◆ **PAGE EXTRACT**:
┄┄┄┄┄┄

But, as you can see: the WHERE clause doesn't end there - the tests
also include Manager_Job_Ref, and so you have to test for NULLs there
as well! But, it doesn't end there - as you can
see from the Manager_Job_Ref.end_date example, you could actually have
a valid test (if this was INNER JOINs) for NULL values - remember,
in the example, we said that if the end_date was NULL, then the Manager
was still in the job.
So we have to explicity include a test which uniquely identifies whether
the table being LEFT JOINed is empty / missing, and for that, we have
to check that the primary index field is NULL as well (e.g.
Manager_Job_Ref.id)
This looks insane - but I kid you not, it's absolutely necessary -
and we've only just scratched the surface. I forgot to mention: when
you start doing LEFT JOINs, then anything that you would normally need
to be INNER JOINed must be converted to LEFT JOINs, because otherwise,
entries will be missed... but that you should already know about, as a
good SQL designer.
Lookup Tables
One final little "trick" that's helpful for lookup tables. In 2nd
normalised form, lookup tables are done by storing the name in the
table - effectively treating the database as a glorified spreadsheet,
and thus wasting enormous resources. In 3rd normalised form, you end
up instead with the enormous inconvenience of storing id fields which
you then can't debug properly - unless, of course, your SQL access layer
performs the translation for you.
So, let's describe a perfectly reasonable scenario where lookup tables
take on a whole new level of insane complexity underneath, in 3rd
normalised form, that look perfectly acceptable on the outside, to
ordinary sane people used to dealing with 2nd normalised form.
We'll extend the numpty Manager example with three further tables.
The first table is "Boss Hierarchy" and the second and third is the
"Corporate Structure".

┄┄┄┄┄┄

◆ **GOAL**:
Reproduce the SQL excerpt in full, word for word. Rely solely on the SQL excerpt.

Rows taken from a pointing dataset

┄┄┄┄┄┄

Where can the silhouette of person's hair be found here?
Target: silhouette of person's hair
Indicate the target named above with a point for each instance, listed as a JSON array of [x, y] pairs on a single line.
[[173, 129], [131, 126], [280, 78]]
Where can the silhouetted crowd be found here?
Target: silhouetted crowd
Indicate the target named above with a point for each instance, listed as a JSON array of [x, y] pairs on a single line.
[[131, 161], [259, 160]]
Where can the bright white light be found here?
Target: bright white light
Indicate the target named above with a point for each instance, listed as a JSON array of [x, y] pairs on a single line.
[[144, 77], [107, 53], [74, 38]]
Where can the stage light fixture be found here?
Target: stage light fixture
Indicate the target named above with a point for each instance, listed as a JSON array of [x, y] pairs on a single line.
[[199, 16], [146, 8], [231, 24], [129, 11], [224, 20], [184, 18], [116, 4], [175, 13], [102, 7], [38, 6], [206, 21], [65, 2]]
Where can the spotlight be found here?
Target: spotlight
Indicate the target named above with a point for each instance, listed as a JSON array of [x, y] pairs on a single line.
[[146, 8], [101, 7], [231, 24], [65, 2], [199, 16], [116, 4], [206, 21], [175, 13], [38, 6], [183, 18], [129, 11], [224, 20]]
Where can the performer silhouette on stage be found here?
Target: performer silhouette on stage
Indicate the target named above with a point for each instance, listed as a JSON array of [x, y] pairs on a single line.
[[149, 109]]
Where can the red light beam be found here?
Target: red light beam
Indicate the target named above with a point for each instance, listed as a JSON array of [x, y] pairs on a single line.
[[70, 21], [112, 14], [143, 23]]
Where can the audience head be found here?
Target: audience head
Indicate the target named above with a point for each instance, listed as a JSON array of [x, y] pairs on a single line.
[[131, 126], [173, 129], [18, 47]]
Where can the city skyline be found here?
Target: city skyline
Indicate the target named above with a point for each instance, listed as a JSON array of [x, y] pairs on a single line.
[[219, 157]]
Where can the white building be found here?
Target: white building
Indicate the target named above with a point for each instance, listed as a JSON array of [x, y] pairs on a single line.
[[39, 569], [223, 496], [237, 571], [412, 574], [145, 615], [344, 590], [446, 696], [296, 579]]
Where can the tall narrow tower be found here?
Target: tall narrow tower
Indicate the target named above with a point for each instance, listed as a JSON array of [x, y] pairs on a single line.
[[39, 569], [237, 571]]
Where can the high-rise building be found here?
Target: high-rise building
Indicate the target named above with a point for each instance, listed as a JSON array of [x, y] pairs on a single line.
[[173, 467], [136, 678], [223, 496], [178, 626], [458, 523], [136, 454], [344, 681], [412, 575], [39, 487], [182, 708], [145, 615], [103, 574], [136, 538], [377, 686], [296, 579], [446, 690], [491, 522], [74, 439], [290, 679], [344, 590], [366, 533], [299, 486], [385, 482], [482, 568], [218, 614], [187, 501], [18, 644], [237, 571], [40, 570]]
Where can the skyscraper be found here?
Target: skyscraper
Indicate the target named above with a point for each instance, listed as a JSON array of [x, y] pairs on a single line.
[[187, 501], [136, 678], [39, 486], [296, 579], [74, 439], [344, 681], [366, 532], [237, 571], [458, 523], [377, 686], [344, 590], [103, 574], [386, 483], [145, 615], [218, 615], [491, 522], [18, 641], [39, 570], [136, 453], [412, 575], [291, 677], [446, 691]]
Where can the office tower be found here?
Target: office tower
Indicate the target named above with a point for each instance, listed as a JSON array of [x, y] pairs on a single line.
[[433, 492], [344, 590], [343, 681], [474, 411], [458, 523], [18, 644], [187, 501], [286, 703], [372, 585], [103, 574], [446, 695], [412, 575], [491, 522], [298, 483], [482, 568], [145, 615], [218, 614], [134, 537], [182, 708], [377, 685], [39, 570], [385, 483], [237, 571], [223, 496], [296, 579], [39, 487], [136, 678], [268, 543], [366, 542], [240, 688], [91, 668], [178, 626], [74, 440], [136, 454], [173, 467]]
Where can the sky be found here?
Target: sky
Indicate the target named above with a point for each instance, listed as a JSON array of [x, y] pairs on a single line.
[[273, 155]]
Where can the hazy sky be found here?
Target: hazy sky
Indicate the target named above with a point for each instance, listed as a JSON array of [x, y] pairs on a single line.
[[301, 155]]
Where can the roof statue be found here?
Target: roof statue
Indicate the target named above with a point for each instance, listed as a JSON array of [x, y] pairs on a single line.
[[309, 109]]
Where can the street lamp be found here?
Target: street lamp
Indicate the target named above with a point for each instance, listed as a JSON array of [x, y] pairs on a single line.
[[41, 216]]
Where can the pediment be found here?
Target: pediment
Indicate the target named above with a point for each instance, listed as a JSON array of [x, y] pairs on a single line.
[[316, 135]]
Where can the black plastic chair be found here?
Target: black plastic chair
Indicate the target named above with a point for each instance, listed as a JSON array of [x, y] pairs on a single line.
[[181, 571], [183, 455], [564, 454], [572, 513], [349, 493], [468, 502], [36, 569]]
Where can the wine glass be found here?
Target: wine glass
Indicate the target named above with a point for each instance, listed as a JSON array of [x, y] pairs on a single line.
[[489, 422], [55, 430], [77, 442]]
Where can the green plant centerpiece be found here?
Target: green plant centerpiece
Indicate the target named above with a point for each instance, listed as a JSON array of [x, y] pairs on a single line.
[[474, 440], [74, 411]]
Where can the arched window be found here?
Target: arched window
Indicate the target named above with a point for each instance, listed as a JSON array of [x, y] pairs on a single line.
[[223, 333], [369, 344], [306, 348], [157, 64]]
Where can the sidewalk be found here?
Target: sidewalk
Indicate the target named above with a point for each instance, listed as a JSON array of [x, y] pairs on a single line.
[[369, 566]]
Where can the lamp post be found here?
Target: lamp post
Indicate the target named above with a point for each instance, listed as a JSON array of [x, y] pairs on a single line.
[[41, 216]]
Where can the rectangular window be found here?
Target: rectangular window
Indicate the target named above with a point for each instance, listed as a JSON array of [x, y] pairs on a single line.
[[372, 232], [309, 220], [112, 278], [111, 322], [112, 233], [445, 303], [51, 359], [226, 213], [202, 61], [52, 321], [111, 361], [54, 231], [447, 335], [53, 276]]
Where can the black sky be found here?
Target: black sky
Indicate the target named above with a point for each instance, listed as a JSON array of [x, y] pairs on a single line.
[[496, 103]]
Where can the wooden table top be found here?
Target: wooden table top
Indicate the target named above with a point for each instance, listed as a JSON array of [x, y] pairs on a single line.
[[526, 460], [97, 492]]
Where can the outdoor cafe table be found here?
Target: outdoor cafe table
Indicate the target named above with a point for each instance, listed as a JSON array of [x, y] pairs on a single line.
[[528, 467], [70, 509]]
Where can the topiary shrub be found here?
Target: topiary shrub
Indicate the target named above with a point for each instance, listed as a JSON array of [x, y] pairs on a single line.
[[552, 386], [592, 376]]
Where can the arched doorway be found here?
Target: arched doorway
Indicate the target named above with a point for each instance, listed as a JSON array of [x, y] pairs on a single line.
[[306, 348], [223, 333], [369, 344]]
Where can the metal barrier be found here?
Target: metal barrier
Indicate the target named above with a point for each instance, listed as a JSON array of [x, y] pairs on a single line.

┄┄┄┄┄┄

◆ **SOLUTION**:
But, as you can see: the WHERE clause doesn't end there - the tests
also include Manager_Job_Ref, and so you have to test for NULLs there
as well! But, it doesn't end there - as you can
see from the Manager_Job_Ref.end_date example, you could actually have
a valid test (if this was INNER JOINs) for NULL values - remember,
in the example, we said that if the end_date was NULL, then the Manager
was still in the job.
So we have to explicity include a test which uniquely identifies whether
the table being LEFT JOINed is empty / missing, and for that, we have
to check that the primary index field is NULL as well (e.g.
Manager_Job_Ref.id)
This looks insane - but I kid you not, it's absolutely necessary -
and we've only just scratched the surface. I forgot to mention: when
you start doing LEFT JOINs, then anything that you would normally need
to be INNER JOINed must be converted to LEFT JOINs, because otherwise,
entries will be missed... but that you should already know about, as a
good SQL designer.
Lookup Tables
One final little "trick" that's helpful for lookup tables. In 2nd
normalised form, lookup tables are done by storing the name in the
table - effectively treating the database as a glorified spreadsheet,
and thus wasting enormous resources. In 3rd normalised form, you end
up instead with the enormous inconvenience of storing id fields which
you then can't debug properly - unless, of course, your SQL access layer
performs the translation for you.
So, let's describe a perfectly reasonable scenario where lookup tables
take on a whole new level of insane complexity underneath, in 3rd
normalised form, that look perfectly acceptable on the outside, to
ordinary sane people used to dealing with 2nd normalised form.
We'll extend the numpty Manager example with three further tables.
The first table is "Boss Hierarchy" and the second and third is the
"Corporate Structure".